* _About this task_
Please reproduce, exactly and with nothing added, the line containing "Q: Point out each instance of the broken" and every line after it to the end of the records.

* _Stored data entries_
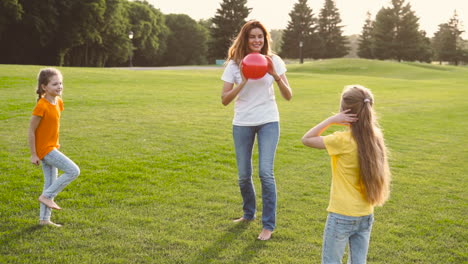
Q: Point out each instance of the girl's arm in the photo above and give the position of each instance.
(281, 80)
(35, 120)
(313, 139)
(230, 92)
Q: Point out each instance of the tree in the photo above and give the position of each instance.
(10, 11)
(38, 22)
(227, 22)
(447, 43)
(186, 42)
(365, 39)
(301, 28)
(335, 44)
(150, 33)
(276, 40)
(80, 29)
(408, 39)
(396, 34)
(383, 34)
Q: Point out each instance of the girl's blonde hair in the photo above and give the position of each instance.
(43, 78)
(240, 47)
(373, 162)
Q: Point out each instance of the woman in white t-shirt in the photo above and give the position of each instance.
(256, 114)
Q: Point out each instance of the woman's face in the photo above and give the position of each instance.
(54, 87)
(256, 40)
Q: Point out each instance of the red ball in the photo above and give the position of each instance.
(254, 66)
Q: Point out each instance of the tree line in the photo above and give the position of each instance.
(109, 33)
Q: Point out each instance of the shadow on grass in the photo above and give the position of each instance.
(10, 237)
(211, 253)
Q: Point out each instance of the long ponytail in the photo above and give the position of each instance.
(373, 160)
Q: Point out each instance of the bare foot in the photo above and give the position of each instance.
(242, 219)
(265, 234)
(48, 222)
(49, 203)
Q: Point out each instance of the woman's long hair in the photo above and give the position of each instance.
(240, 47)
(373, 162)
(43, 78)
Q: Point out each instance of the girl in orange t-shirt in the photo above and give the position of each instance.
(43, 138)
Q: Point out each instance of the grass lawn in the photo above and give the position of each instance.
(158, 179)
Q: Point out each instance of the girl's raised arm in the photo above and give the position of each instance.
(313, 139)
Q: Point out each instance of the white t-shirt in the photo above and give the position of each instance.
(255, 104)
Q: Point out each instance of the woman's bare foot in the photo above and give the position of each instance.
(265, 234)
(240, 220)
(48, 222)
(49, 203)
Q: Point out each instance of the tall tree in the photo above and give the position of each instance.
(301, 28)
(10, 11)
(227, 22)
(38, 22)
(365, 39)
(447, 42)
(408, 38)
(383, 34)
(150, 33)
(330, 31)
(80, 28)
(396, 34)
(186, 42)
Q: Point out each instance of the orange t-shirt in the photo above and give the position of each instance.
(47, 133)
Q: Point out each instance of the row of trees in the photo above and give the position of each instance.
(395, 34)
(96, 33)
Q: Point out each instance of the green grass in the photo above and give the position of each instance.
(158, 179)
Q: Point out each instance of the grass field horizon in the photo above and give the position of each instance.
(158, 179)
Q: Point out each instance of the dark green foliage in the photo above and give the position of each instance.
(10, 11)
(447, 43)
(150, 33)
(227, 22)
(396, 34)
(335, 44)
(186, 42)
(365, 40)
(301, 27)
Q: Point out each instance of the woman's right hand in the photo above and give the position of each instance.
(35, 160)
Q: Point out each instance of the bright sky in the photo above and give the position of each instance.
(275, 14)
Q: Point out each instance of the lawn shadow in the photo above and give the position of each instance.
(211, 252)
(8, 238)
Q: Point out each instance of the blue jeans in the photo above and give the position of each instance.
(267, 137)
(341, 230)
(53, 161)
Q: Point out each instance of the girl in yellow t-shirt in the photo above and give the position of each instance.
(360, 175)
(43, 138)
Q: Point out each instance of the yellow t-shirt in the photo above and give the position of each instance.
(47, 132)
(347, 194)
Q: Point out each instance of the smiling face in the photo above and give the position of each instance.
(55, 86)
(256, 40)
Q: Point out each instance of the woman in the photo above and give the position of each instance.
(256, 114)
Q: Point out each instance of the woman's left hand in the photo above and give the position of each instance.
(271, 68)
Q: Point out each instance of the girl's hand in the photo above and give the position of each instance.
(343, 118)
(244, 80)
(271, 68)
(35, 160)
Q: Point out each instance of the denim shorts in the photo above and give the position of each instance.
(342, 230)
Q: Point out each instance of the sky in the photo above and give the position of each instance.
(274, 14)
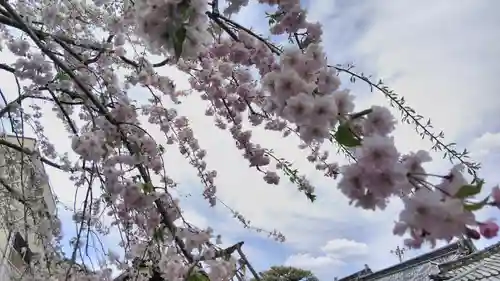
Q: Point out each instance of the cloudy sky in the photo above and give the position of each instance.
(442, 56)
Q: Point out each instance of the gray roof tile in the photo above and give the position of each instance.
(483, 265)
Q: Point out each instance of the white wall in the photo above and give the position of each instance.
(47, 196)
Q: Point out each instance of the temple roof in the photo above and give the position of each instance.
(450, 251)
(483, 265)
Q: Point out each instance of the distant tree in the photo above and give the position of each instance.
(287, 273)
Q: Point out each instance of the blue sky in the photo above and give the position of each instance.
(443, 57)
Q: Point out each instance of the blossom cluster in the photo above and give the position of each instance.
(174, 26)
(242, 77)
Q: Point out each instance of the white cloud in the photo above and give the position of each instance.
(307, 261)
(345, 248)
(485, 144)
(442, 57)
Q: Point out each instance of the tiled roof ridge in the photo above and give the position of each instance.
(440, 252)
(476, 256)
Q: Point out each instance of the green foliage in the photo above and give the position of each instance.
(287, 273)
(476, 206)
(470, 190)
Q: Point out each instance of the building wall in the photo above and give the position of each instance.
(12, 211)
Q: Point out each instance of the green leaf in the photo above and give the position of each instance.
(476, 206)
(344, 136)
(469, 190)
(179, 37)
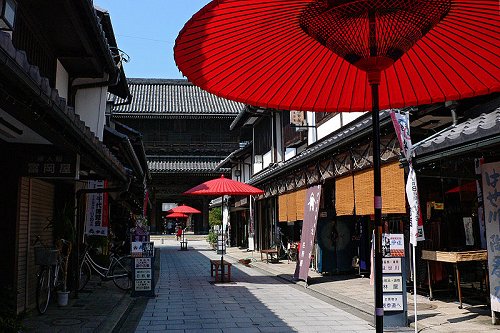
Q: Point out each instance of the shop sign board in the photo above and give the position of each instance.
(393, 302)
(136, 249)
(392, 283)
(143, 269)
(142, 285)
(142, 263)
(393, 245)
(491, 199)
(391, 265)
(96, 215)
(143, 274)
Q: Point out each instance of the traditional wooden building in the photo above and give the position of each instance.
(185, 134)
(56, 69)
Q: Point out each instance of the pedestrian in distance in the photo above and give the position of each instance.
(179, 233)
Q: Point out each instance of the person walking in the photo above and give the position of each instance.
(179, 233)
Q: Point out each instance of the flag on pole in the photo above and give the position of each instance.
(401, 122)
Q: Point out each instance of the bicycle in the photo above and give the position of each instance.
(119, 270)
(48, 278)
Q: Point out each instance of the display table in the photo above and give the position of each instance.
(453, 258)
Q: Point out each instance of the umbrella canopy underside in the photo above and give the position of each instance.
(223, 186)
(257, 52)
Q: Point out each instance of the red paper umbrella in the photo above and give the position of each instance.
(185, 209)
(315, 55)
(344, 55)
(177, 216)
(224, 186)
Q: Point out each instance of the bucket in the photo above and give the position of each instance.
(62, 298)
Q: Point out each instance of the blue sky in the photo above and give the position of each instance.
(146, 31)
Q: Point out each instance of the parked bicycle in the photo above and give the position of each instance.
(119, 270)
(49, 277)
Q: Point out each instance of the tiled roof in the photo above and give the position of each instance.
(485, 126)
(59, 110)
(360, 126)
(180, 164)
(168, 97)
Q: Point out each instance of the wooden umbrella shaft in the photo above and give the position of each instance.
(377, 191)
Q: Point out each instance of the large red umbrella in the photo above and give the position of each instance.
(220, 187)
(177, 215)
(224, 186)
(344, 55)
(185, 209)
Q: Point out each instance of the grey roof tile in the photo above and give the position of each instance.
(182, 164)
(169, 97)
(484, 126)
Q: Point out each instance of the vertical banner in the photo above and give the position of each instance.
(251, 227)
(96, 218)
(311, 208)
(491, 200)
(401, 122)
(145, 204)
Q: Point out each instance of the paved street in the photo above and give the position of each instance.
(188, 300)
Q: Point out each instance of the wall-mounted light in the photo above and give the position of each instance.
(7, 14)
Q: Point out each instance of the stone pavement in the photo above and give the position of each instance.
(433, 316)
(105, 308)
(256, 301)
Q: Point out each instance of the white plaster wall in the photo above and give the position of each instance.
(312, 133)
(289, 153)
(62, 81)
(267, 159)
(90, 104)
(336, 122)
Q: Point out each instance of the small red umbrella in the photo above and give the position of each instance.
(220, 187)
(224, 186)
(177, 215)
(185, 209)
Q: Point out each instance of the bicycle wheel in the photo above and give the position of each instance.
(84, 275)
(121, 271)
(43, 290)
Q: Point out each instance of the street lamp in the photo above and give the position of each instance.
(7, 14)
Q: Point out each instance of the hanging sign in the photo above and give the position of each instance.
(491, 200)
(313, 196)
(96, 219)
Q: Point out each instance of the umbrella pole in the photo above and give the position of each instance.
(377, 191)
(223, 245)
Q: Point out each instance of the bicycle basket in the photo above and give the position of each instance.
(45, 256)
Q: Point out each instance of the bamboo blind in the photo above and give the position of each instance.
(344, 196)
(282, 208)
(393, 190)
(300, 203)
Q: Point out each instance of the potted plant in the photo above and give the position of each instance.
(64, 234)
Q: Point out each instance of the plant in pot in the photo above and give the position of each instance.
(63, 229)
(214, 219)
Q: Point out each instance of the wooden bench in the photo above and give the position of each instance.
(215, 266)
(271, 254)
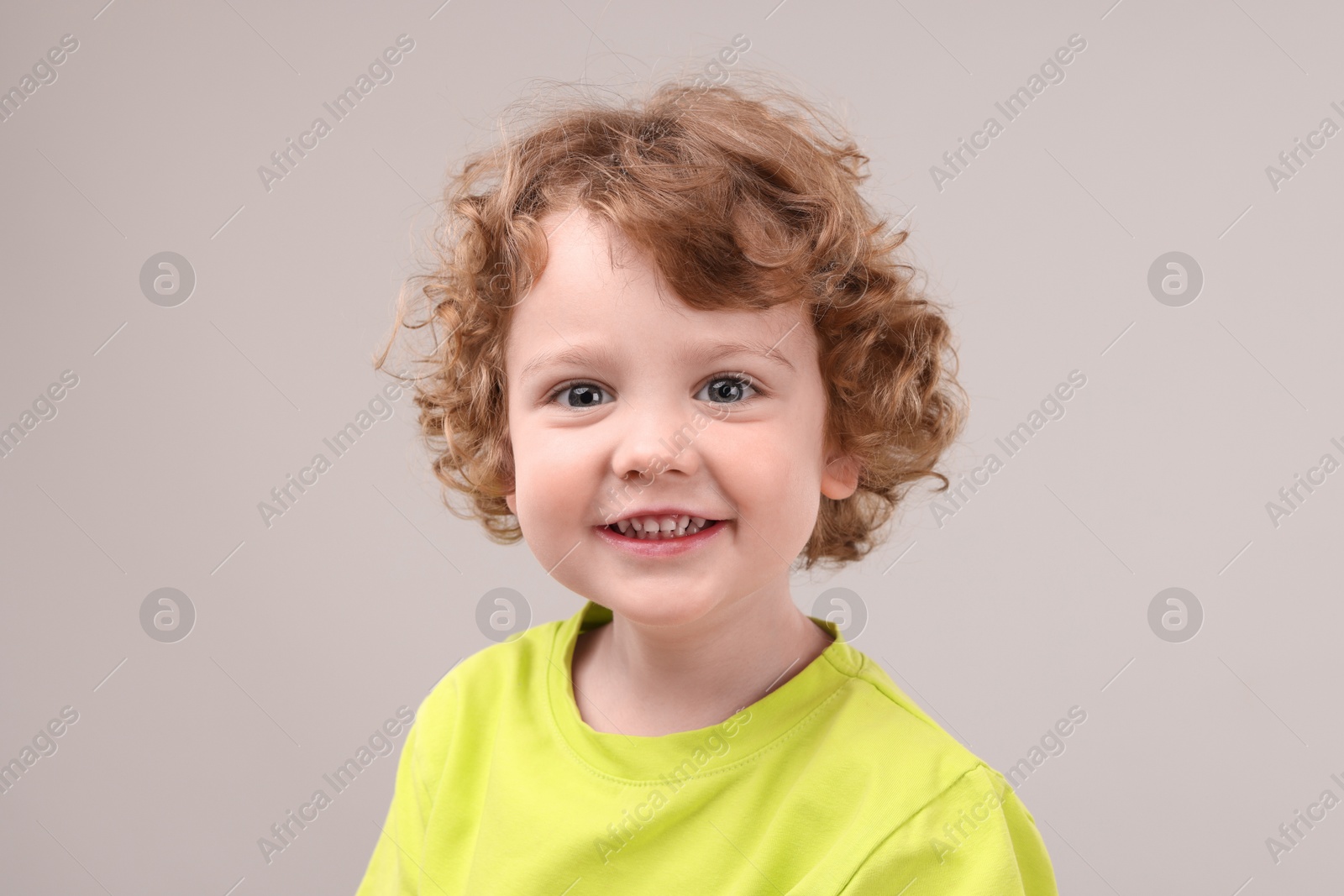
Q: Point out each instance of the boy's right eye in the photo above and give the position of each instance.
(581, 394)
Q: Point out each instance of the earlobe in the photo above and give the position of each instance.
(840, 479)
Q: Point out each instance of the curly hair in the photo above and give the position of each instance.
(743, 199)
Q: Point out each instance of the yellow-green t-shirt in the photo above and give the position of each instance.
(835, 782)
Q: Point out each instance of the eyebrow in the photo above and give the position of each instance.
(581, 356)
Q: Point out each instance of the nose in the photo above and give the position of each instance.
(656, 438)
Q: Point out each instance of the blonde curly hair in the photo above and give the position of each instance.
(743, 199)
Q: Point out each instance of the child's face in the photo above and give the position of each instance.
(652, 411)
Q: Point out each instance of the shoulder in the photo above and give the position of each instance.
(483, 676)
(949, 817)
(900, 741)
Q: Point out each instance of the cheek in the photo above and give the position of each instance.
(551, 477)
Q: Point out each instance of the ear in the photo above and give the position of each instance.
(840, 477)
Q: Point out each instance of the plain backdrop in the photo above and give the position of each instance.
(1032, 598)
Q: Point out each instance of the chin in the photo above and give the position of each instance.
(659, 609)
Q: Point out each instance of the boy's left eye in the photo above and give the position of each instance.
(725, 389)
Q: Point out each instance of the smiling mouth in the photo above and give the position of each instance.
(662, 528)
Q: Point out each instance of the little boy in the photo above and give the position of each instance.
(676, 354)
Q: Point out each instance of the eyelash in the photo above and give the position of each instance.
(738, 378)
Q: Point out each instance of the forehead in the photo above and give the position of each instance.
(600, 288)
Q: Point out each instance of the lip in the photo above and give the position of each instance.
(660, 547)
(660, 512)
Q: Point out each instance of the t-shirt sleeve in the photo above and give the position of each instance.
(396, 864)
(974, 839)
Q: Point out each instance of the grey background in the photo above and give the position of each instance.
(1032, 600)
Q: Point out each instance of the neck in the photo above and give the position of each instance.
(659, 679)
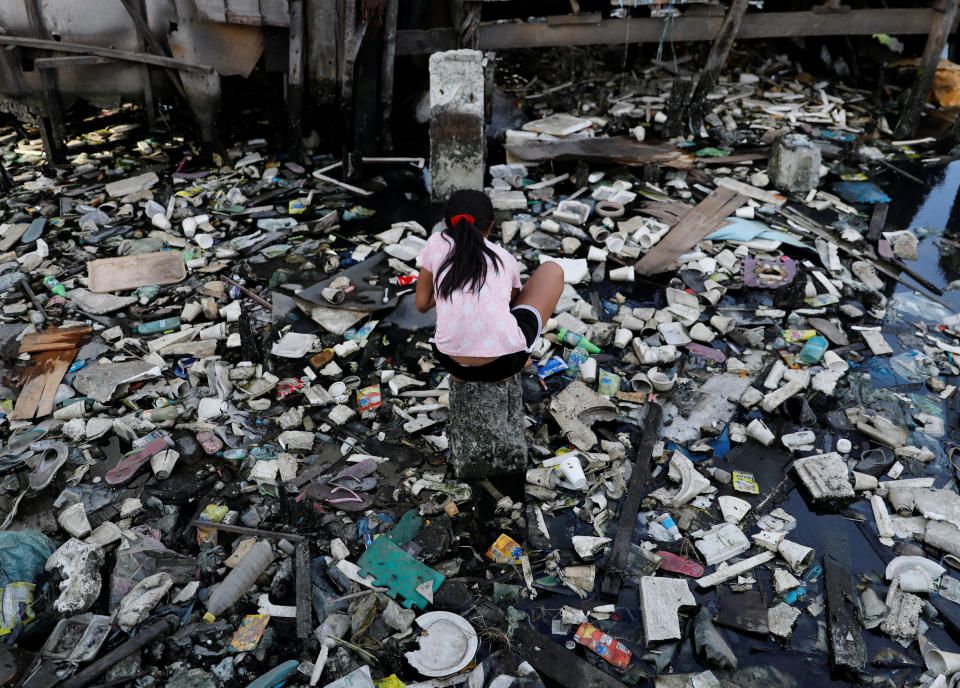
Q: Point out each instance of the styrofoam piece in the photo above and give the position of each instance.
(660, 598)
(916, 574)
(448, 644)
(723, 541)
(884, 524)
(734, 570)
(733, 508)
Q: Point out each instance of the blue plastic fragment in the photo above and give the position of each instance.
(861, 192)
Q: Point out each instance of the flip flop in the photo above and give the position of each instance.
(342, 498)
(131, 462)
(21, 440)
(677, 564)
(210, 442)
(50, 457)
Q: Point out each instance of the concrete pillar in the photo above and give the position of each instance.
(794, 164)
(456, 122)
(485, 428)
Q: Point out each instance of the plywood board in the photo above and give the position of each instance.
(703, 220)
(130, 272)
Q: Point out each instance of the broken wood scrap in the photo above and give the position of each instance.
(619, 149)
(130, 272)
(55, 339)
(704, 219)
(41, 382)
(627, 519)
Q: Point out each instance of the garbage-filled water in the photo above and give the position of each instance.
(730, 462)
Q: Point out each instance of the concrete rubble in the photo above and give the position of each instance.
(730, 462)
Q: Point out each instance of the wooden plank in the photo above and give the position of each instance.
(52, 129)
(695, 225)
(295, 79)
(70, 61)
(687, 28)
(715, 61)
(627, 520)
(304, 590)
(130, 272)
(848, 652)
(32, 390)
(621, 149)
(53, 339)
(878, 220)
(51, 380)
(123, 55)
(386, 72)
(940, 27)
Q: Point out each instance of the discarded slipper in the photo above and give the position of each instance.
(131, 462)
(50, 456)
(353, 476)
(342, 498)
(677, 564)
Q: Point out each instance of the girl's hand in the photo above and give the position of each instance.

* _Solved problem_
Q: Point out each instance of the broken wood scrap in the photo above and give the position of each instance.
(619, 149)
(130, 272)
(55, 339)
(704, 219)
(41, 382)
(627, 519)
Q: Point out each instance of the garbage-filled water in the photo above and give the position of each instance.
(730, 462)
Q: Point out each instance of the concrete rubble in the photo above and give the position of each instance.
(730, 462)
Q: Point out each instance of the wooden plank in the photo above and give the position of each instance.
(52, 129)
(695, 225)
(295, 79)
(70, 61)
(687, 28)
(715, 61)
(627, 520)
(304, 590)
(130, 272)
(848, 652)
(32, 390)
(621, 149)
(53, 339)
(878, 220)
(51, 380)
(123, 55)
(386, 72)
(940, 27)
Q: Point out each instance of the discarded slipper in the photo above and give the position of each instance.
(131, 462)
(50, 456)
(353, 476)
(342, 498)
(677, 564)
Q: Point out each instance of the girl's hand in the photo above and give the position of each instance.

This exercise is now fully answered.